## EXCERPT
Web Analysis Using Analog
Analog can be configured to use customized log formats, which is a very good thing if you happen to have log files in various formats created by different servers. Even though I've used a number of different servers, I've been able to continue using Analog to analyze new and old log files (of different formats) by listing the type of log format before giving the name and path of the log file. I now use the Apache web server's combined log format, which produces a common log file that lists the referrer and browser information with the log entry for each access. Otherwise, I'd have separate log files, one for the referrer and another for the browser, and would need to include these log files when working with Analog's configuration files.
If you're a hostmaster, you can configure Apache to use a different log file for each virtual host. This keeps the information for each host separate and makes using Analog to analyze your virtual host log files much more straightforward. This is done using Apache's virtual host directive:
<VirtualHost vhost1.com> ServerAdmin firstname.lastname@example.org DocumentRoot /www/docs/vhhost1.com ServerName vhost1.com ErrorLog logs/vhost1.com-error_log CustomLog logs/vhost1.com-access_log combined </VirtualHost>
While you can use Analog with just the analog.cfg file to tell it what to do and where to save its report, if you want to create different reports for virtual hosts and individual pages, it's best to use multiple configuration files. Each configuration file serves a different purpose and can be combined with script files containing command-line switches for Analog.
In this scenario, Analog is run not once, but several times; each run creates a separate report. The analog.cfg file includes only a very few base commands that relate to our main site, not the virtual host sites. When creating reports for virtual hosts, I exclude analog.cfg from being called with the -G command-line switch.
The basic arrangement is similar to a pyramid format. All major items are in a master.cfg file to cover the broad category of all virtual hosts on our system. Items relating only to a specific virtual host and their general preferences are in the next tier, and finally, individual page.cfg files are in the last category. This allows me to create specialized setups as needed and still track individual hosts, sites and pages without making major changes.
When Analog is run for a virtual host, the master.cfg file is called first, followed by the master-vhost.cfg (I replace “vhost” with the name of the host when naming the file), and finally, single-page configuration files for separate pages. An example master.cfg file is included here (see Listing 1).
An example vhost.cfg file is shown in Listing 2, and as you can see, it's fairly general, since most of the report formatting and such is handled by the master.cfg file. The vhost.cfg file can be used to create a “total activity” report for the virtual host. The command-line prompt (or script file), shown without paths for clarity, is:
analog -G +gmaster.cfg +gvhost1.cfg +Ovhost1-total.html
The -G tells Analog not to use analog.cfg (which is used for the main host only). +g is used whenever we use additional configuration files: there's no space between it and the file name. +O designates the output file name: it's the letter O, not the number zero.
Single configuration files are used to give the basic information on the files(s) to include in the report (using the FILEINCLUDE command). The HOSTNAME and HOSTURL directives are the items that will appear at the top of each report after the words “Web Server Statistics for”. For individual pages, we use the name and URL of the page rather than the host name or URL. A single-page configuration file can be three or more lines, as shown in Listing 3.

## SET EXERCISE A
In the Analog article, why does the author use Apache's combined log format? Answer in one to three sentences.
The Analog article and the listing were taken from unrelated sources.

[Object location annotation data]
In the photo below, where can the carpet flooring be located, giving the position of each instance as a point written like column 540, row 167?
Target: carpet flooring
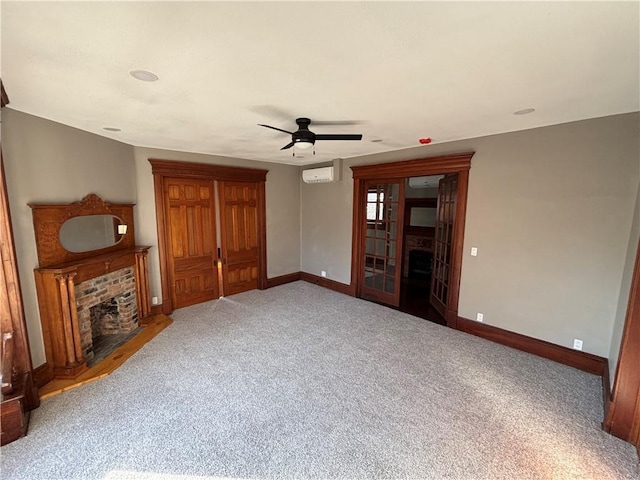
column 301, row 382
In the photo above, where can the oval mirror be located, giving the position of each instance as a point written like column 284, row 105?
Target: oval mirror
column 90, row 232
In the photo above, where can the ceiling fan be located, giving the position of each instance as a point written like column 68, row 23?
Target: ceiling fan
column 305, row 138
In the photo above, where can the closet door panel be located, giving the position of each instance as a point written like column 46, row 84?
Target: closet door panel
column 239, row 227
column 193, row 276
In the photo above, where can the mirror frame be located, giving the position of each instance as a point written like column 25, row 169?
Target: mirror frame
column 48, row 219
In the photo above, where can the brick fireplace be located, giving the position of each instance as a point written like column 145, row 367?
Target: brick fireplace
column 106, row 305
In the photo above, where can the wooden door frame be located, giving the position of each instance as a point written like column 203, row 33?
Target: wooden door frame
column 162, row 169
column 459, row 163
column 623, row 413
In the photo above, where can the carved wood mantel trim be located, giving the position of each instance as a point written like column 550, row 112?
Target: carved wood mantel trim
column 48, row 219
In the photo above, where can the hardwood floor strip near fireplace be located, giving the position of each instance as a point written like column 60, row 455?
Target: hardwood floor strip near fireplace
column 111, row 362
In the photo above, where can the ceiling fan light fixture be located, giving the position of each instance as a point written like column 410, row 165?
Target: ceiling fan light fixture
column 304, row 144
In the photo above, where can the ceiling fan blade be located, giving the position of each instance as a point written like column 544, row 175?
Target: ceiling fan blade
column 330, row 123
column 345, row 136
column 274, row 128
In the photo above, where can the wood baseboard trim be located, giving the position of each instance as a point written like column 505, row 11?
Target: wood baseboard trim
column 42, row 375
column 327, row 283
column 282, row 279
column 586, row 362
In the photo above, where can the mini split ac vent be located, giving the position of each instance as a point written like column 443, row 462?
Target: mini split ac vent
column 318, row 175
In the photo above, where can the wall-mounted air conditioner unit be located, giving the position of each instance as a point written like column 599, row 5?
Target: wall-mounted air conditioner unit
column 318, row 175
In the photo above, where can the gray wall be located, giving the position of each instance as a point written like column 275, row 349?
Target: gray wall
column 625, row 289
column 282, row 204
column 550, row 211
column 48, row 162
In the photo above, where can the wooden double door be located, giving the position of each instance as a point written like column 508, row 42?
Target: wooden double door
column 213, row 237
column 378, row 223
column 381, row 272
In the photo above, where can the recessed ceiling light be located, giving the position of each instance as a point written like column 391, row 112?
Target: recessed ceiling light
column 143, row 75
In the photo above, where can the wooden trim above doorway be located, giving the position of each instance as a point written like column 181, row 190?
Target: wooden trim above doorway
column 162, row 169
column 415, row 168
column 172, row 168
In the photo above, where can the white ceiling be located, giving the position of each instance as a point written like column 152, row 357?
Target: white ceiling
column 410, row 70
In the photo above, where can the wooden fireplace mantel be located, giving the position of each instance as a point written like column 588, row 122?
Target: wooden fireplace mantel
column 61, row 271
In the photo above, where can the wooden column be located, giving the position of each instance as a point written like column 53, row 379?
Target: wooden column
column 74, row 362
column 142, row 286
column 19, row 395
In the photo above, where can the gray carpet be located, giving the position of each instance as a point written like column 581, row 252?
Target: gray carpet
column 302, row 382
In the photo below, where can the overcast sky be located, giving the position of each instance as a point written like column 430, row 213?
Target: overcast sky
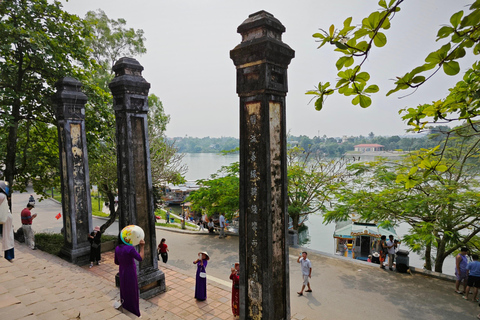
column 189, row 66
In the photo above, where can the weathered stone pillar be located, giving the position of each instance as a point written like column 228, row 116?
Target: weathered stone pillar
column 135, row 192
column 262, row 60
column 72, row 142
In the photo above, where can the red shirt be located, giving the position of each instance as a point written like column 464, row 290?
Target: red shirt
column 26, row 216
column 163, row 247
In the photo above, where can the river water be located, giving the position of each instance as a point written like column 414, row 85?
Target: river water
column 317, row 235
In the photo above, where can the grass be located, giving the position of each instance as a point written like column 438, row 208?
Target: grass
column 52, row 243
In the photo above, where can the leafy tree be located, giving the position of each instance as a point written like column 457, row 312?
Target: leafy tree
column 437, row 197
column 39, row 44
column 311, row 182
column 219, row 194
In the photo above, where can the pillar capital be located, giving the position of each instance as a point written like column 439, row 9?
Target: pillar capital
column 261, row 58
column 70, row 99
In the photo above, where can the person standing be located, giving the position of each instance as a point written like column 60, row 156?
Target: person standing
column 95, row 239
column 8, row 240
column 306, row 267
column 163, row 250
column 391, row 246
column 473, row 281
column 221, row 221
column 27, row 219
column 201, row 276
column 383, row 250
column 235, row 277
column 461, row 263
column 125, row 257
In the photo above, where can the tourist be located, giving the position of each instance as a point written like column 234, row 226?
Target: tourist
column 27, row 219
column 125, row 257
column 391, row 246
column 201, row 277
column 163, row 250
column 221, row 221
column 211, row 226
column 95, row 239
column 461, row 263
column 235, row 277
column 383, row 250
column 473, row 281
column 8, row 240
column 306, row 267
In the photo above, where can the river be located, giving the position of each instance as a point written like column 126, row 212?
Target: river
column 317, row 235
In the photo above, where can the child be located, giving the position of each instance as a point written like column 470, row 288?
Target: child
column 95, row 239
column 163, row 250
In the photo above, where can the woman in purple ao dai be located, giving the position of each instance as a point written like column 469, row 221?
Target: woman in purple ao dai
column 201, row 278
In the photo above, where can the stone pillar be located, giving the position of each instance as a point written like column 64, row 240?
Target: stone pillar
column 135, row 192
column 72, row 142
column 261, row 60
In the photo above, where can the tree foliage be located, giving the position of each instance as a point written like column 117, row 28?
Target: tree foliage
column 437, row 197
column 39, row 44
column 355, row 43
column 312, row 180
column 219, row 194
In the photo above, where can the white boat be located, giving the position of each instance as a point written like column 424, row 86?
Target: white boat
column 358, row 240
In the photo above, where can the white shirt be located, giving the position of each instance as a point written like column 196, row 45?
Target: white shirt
column 392, row 249
column 305, row 265
column 222, row 221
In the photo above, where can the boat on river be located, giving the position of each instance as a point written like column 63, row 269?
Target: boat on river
column 358, row 240
column 176, row 194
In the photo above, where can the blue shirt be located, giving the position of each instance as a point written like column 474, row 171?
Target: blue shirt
column 474, row 268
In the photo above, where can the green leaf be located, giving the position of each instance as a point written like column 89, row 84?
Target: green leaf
column 380, row 40
column 372, row 89
column 365, row 101
column 444, row 32
column 456, row 18
column 451, row 68
column 319, row 104
column 331, row 30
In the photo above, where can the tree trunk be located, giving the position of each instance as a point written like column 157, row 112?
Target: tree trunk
column 295, row 220
column 12, row 149
column 440, row 256
column 113, row 212
column 428, row 256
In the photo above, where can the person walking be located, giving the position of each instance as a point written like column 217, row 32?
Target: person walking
column 306, row 267
column 461, row 263
column 95, row 239
column 221, row 221
column 473, row 280
column 201, row 276
column 383, row 250
column 8, row 240
column 125, row 257
column 163, row 250
column 27, row 219
column 391, row 246
column 235, row 277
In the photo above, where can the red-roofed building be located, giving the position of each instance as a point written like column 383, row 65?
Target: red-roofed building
column 369, row 147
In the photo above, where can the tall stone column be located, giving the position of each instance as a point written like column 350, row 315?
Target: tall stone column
column 135, row 192
column 72, row 141
column 261, row 60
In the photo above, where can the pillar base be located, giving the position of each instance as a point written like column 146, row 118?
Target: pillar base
column 79, row 256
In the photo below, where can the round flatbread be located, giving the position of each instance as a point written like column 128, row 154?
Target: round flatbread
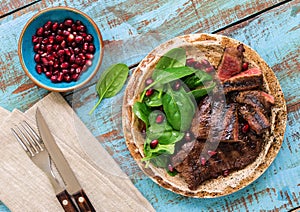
column 210, row 47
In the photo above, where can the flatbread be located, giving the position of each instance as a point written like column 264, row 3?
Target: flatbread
column 211, row 47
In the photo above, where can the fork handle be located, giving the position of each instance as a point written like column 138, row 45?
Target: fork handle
column 66, row 201
column 83, row 202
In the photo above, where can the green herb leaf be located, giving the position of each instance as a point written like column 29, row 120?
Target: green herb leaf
column 174, row 58
column 179, row 107
column 142, row 112
column 111, row 82
column 197, row 93
column 154, row 100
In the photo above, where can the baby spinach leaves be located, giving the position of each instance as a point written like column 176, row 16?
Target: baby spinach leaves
column 111, row 82
column 176, row 104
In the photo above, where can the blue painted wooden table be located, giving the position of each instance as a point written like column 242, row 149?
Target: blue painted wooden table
column 131, row 29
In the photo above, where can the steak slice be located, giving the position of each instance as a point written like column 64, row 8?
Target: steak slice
column 246, row 80
column 230, row 132
column 231, row 63
column 255, row 118
column 196, row 165
column 256, row 99
column 201, row 121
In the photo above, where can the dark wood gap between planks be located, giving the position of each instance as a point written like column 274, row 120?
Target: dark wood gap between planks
column 21, row 8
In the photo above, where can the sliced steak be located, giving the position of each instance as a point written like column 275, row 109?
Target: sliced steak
column 230, row 132
column 255, row 118
column 231, row 63
column 201, row 121
column 198, row 165
column 246, row 80
column 256, row 99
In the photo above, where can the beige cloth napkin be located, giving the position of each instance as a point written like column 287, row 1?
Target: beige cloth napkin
column 24, row 187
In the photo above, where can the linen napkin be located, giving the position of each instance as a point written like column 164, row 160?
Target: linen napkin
column 24, row 187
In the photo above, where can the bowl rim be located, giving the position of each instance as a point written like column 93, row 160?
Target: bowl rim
column 76, row 85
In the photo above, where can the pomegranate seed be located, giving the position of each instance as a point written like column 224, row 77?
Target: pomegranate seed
column 159, row 118
column 36, row 47
column 211, row 153
column 47, row 26
column 38, row 68
column 78, row 39
column 245, row 66
column 53, row 78
column 70, row 38
column 89, row 56
column 153, row 144
column 60, row 77
column 190, row 62
column 188, row 136
column 245, row 128
column 176, row 85
column 91, row 48
column 44, row 61
column 37, row 58
column 149, row 81
column 35, row 39
column 170, row 168
column 203, row 161
column 89, row 38
column 59, row 38
column 226, row 173
column 40, row 31
column 149, row 92
column 68, row 22
column 88, row 63
column 64, row 65
column 48, row 74
column 81, row 28
column 54, row 26
column 75, row 77
column 66, row 33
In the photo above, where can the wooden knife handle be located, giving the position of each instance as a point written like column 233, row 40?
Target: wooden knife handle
column 66, row 201
column 83, row 201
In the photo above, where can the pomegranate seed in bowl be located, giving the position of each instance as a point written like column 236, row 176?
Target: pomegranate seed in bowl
column 65, row 44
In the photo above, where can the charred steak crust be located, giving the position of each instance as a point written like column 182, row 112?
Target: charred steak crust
column 246, row 80
column 228, row 157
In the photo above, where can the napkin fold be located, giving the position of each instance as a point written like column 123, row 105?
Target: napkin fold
column 24, row 187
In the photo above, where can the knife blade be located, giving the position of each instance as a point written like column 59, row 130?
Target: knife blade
column 72, row 185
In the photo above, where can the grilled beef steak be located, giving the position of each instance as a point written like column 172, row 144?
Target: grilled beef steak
column 196, row 164
column 246, row 80
column 231, row 62
column 230, row 132
column 256, row 99
column 256, row 119
column 201, row 121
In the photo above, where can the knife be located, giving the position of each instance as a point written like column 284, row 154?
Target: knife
column 72, row 185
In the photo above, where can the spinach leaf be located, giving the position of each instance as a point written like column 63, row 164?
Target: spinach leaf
column 111, row 82
column 179, row 108
column 197, row 79
column 154, row 100
column 197, row 93
column 174, row 58
column 171, row 74
column 142, row 112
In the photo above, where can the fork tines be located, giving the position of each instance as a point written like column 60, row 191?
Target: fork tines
column 28, row 138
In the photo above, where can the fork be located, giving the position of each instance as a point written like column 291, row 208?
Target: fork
column 35, row 149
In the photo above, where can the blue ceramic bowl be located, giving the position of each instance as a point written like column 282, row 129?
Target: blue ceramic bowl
column 26, row 53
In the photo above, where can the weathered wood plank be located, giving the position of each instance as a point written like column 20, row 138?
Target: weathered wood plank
column 272, row 191
column 130, row 30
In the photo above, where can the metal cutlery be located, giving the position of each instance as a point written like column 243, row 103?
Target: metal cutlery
column 35, row 149
column 72, row 185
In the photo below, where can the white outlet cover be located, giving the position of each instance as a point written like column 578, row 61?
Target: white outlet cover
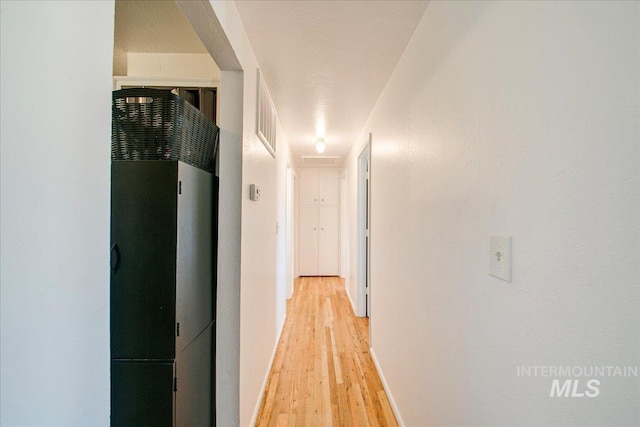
column 500, row 257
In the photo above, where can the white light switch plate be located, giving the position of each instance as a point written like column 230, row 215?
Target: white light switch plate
column 500, row 257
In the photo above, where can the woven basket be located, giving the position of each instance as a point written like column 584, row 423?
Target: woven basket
column 151, row 124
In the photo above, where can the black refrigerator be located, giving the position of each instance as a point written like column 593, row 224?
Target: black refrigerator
column 163, row 269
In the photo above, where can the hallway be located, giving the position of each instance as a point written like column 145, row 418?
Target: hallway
column 323, row 373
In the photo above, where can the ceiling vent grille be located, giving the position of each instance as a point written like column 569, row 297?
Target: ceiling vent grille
column 266, row 120
column 320, row 160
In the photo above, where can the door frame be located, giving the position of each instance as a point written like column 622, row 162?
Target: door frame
column 363, row 304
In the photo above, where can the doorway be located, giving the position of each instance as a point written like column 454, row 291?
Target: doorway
column 364, row 237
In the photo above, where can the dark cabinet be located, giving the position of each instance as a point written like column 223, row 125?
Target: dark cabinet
column 163, row 275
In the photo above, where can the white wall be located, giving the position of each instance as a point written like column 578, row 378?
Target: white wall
column 56, row 124
column 261, row 311
column 516, row 118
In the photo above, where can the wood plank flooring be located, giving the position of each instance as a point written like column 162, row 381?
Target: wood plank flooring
column 323, row 374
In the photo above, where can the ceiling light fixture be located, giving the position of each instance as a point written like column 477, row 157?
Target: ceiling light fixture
column 320, row 145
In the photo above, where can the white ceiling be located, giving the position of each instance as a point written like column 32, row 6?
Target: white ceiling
column 326, row 62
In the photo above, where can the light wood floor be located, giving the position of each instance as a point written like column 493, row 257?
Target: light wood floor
column 323, row 374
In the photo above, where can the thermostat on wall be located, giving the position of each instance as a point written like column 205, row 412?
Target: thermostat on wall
column 254, row 192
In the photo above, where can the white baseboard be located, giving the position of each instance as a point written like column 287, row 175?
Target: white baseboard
column 392, row 401
column 256, row 410
column 346, row 289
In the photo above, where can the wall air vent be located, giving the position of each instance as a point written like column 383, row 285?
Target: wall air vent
column 320, row 160
column 266, row 120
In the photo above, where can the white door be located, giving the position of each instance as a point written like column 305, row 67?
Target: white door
column 329, row 187
column 329, row 241
column 308, row 243
column 309, row 187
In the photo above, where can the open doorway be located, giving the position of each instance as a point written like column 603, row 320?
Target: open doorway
column 364, row 238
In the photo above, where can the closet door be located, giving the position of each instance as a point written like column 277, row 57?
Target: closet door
column 329, row 241
column 308, row 244
column 309, row 187
column 329, row 187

## SET EXERCISE B
Copy the listing from its very first line through the line containing "column 90, row 232", keeping both of those lines and leaving out the pictures.

## RIGHT ANSWER A
The combined format produces one log file that records the referrer and browser information with the entry for each access. Without it, referrer and browser data would sit in separate log files that would have to be included when working with Analog's configuration files.

## RIGHT ANSWER B
In the photo below, where can the carpet flooring be located, giving the position of each instance as a point written like column 540, row 167?
Target: carpet flooring
column 301, row 382
In the photo above, where can the oval mirror be located, giving the position of each instance as a point written like column 284, row 105?
Target: oval mirror
column 90, row 232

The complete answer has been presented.